■ Material provided ■
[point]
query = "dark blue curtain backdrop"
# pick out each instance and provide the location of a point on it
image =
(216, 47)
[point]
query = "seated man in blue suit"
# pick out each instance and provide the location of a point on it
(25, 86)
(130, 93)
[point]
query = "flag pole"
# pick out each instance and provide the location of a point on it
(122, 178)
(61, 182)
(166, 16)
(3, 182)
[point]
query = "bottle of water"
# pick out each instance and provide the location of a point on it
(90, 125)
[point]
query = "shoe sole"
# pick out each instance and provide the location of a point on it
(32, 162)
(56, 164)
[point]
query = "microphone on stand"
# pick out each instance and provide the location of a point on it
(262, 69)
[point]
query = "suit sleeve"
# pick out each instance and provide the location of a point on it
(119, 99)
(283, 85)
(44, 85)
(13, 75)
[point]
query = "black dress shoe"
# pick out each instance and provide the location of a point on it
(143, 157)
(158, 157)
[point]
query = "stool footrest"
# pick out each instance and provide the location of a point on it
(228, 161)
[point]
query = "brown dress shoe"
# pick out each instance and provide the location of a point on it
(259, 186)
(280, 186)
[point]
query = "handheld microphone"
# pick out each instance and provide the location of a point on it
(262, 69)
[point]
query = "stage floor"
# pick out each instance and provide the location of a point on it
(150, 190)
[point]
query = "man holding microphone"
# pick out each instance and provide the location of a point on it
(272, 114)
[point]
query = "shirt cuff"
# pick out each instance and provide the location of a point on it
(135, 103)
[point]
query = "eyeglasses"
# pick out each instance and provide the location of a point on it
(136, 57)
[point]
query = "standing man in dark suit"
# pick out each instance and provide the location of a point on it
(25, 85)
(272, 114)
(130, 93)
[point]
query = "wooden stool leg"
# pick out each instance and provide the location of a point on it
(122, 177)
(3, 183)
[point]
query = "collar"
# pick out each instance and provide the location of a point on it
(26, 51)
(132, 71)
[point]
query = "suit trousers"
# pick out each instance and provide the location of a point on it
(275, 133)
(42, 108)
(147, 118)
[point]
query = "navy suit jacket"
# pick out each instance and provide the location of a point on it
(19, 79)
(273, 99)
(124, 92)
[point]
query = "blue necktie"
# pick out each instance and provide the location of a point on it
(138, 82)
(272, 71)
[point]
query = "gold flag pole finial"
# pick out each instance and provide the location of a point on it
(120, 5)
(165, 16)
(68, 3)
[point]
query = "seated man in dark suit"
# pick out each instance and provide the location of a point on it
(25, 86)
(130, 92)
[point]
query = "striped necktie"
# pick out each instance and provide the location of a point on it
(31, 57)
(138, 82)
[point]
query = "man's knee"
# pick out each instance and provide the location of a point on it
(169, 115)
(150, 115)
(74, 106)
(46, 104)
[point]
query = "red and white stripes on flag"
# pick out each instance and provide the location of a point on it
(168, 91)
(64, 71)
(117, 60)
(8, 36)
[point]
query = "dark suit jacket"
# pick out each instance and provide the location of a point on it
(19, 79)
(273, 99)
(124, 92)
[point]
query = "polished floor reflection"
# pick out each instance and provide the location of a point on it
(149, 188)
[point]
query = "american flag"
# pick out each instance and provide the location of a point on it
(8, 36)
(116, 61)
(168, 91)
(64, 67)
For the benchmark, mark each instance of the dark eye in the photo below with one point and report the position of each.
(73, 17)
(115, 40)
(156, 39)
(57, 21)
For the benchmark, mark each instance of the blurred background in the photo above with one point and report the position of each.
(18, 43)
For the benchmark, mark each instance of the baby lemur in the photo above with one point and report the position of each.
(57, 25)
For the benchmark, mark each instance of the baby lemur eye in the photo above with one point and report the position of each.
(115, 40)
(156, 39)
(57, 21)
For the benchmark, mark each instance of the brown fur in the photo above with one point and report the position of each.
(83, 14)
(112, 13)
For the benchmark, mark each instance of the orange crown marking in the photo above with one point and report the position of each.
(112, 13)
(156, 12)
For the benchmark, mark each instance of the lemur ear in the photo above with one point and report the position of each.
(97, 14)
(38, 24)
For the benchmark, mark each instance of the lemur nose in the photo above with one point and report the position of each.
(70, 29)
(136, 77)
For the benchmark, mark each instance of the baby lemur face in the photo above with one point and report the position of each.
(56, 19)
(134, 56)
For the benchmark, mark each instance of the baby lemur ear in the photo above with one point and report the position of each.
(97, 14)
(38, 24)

■ Exercise goal ■
Quote every line of the listing above word for word.

■ Output for this exercise ■
[point]
query = "dark blue curtain backdrop"
# pick out each instance and provide the location of a point on it
image =
(216, 47)
[point]
query = "seated man in blue suit"
# pick out each instance and provide the location of a point on it
(25, 86)
(130, 93)
[point]
query = "flag pole"
# pick out each instance and provide the location of a point on it
(122, 178)
(61, 182)
(166, 16)
(3, 182)
[point]
query = "bottle of water"
# pick out each instance and provide the location of a point on it
(90, 125)
[point]
query = "shoe sole"
# pick out each instance and provide the location of a point on it
(32, 162)
(56, 164)
[point]
query = "microphone on stand"
# pick out each instance and provide the location of a point on it
(262, 69)
[point]
query = "suit sleeve"
# pick out each instance and provide the location of a point on it
(119, 99)
(283, 85)
(44, 85)
(13, 75)
[point]
query = "black dress shoe"
# pick out each instance and provide the location of a point on it
(143, 157)
(158, 157)
[point]
query = "stool footrest"
# pick out each instance and provide the location of a point on it
(228, 161)
[point]
query = "brown dress shoe"
# pick out each instance and provide the location of a point on it
(259, 186)
(280, 186)
[point]
query = "handheld microphone"
# pick out each instance and provide the location of a point on it
(262, 69)
[point]
query = "stage floor"
# pick out each instance and provide the location of a point on it
(150, 190)
[point]
query = "man holding microphone"
# pick out each instance and provide the location of a point on it
(272, 114)
[point]
query = "shirt cuff"
# pick out each instance and provide the location of a point on it
(135, 103)
[point]
query = "eyeglasses"
# pick out each instance and provide the location of a point on it
(136, 57)
[point]
query = "standing man in dark suit"
# pick out each instance and provide the location of a point on it
(25, 85)
(272, 114)
(130, 93)
[point]
query = "wooden stool leg"
# pick out each instance and provide the location of a point on it
(122, 177)
(3, 183)
[point]
query = "collar"
# pick out each instance and provide the location of a point on it
(26, 51)
(132, 71)
[point]
query = "suit trousers"
# pick out each instance and provide the location of a point on it
(275, 133)
(42, 108)
(147, 118)
[point]
query = "navy suit jacket"
# pick out each instance and provide the location of a point on it
(19, 79)
(273, 99)
(124, 92)
[point]
query = "blue necktie"
# pick out each instance and provide the location of a point on it
(138, 82)
(272, 71)
[point]
query = "gold flag pole finial"
# pick out each instance and provide the location of a point on it
(120, 5)
(165, 16)
(68, 3)
[point]
query = "seated man in dark suit"
# pick out each instance and provide the location of a point on it
(25, 86)
(130, 92)
[point]
query = "striped necktie"
# pick out each instance and provide the location of a point on it
(31, 57)
(138, 82)
[point]
query = "man's knee"
# pick out each instance and provide the location of a point on it
(169, 115)
(150, 115)
(74, 106)
(46, 104)
[point]
query = "red and white stripes on flag"
# pick out each instance and provide the location of a point on it
(168, 91)
(64, 71)
(117, 60)
(8, 36)
[point]
query = "dark suit jacket"
# pick out each instance and provide the location of a point on it
(19, 79)
(273, 99)
(124, 92)
[point]
query = "polished floor reflection"
# pick out each instance and provide the location of a point on it
(149, 188)
[point]
query = "american flag"
# pick out each instance and provide the location of a point on it
(8, 36)
(116, 61)
(168, 91)
(64, 67)
For the benchmark, mark each instance of the dark eye in the photo below with one point and report the position of each.
(73, 17)
(115, 40)
(156, 39)
(57, 21)
For the benchmark, mark each instance of the blurred background in the photo above with one point and report the position of each.
(18, 43)
For the benchmark, mark each instance of the baby lemur in the photo above with one point and report the position of each.
(57, 25)
For the benchmark, mark each instance of the baby lemur eye in the photo above with one point and report the position of each.
(115, 40)
(156, 39)
(57, 21)
For the benchmark, mark each instance of the brown fur in the photo above with one point and report the position of each.
(83, 14)
(112, 13)
For the benchmark, mark each instance of the orange crown marking in the photo above with one point and report the position of each.
(112, 13)
(156, 12)
For the benchmark, mark each instance of the lemur ear in the photo above with one point and report the position of each.
(97, 14)
(38, 24)
For the benchmark, mark each instance of the lemur nose in the photo above with one point and report the position of each.
(70, 29)
(136, 77)
For the benchmark, mark each instance of the baby lemur face in the photo above with one point and report the position of each.
(56, 19)
(134, 56)
For the benchmark, mark each instance of the baby lemur ear in the photo above with one point and report the position of each.
(97, 14)
(38, 24)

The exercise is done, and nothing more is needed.